*** EXTRAIT DU DOCUMENT
Par contre, la facilitation de la consultation des archives ne peut porter, d’abord et avant tout, que sur les historiens français qui souhaitent consulter les fonds d’archives de notre pays, ce qui est le cas présentement. Les historiens français qui se présentent aux Archives nationales à Alger et accessoirement à Constantine et Oran obtiennent en général satisfaction. 
Il reste à examiner les deux premières hypothèses : accord tacite et/ou renoncement/recul ? Un peu des deux très certainement et beaucoup de la seconde hypothèse. Le contenu et l’esprit de cet accord de 2009, dont les archivistes français ont pu prendre connaissance, sont clairs pour la partie française. La DG des Archives nationales d’Algérie a accepté de ne recevoir (aux frais de qui ?) des copies (sur quel support ?) et non plus les originaux. Je m’étais laissé dire, il y a quelques années, que Mme la directrice des Archives de France avait refusé déjà, lors de son passage à Alger, en 2003, de reconnaître l’existence même d’un contentieux archivistique algéro-français.
******
*** DONNÉES FOURNIES
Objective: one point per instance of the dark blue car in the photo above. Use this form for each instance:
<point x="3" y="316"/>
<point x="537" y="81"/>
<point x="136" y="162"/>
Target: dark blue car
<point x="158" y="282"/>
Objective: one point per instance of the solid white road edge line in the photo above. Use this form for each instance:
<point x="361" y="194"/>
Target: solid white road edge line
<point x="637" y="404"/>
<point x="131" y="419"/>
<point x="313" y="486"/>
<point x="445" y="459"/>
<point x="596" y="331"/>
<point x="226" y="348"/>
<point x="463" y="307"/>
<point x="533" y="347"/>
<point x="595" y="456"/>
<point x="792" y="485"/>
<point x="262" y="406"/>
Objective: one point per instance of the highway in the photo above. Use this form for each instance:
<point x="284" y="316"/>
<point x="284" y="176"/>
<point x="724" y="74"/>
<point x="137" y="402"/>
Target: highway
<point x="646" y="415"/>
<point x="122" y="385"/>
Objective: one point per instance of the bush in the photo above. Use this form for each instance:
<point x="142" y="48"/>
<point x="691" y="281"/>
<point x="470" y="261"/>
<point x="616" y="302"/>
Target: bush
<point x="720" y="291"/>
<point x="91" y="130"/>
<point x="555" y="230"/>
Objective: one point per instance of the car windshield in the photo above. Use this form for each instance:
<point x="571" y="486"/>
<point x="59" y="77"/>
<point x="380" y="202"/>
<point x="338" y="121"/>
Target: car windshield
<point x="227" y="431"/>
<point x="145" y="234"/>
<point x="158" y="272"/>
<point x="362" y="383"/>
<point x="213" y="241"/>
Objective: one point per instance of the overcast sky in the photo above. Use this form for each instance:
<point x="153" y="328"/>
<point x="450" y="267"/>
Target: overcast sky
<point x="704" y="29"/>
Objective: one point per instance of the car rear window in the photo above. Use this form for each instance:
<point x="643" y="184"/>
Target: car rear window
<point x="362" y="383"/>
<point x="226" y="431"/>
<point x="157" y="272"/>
******
_EXERCICES_
(1) Selon l'extrait, les affirmations suivantes sont-elles exactes ? (a) Les historiens français qui se présentent aux Archives nationales à Alger obtiennent en général satisfaction. (b) La DG des Archives nationales d'Algérie recevra désormais les originaux. (c) La directrice des Archives de France est passée à Alger en 2009. Répondez par oui ou par non en citant à l'identique les mots de l'extrait qui tranchent.
(2) Recopiez l'extrait de « Il reste à examiner » à « contentieux archivistique algéro-français. » en substituant « les documents originaux » à « les originaux ».
Seul l'extrait doit servir de référence.

_CORRIGÉ DES EXERCICES_
(1)
(a) Oui : « Les historiens français qui se présentent aux Archives nationales à Alger et accessoirement à Constantine et Oran obtiennent en général satisfaction. »
(b) Non : « a accepté de ne recevoir (aux frais de qui ?) des copies (sur quel support ?) et non plus les originaux »
(c) Non : « lors de son passage à Alger, en 2003 »

(2)
Il reste à examiner les deux premières hypothèses : accord tacite et/ou renoncement/recul ? Un peu des deux très certainement et beaucoup de la seconde hypothèse. Le contenu et l’esprit de cet accord de 2009, dont les archivistes français ont pu prendre connaissance, sont clairs pour la partie française. La DG des Archives nationales d’Algérie a accepté de ne recevoir (aux frais de qui ?) des copies (sur quel support ?) et non plus les documents originaux. Je m’étais laissé dire, il y a quelques années, que Mme la directrice des Archives de France avait refusé déjà, lors de son passage à Alger, en 2003, de reconnaître l’existence même d’un contentieux archivistique algéro-français.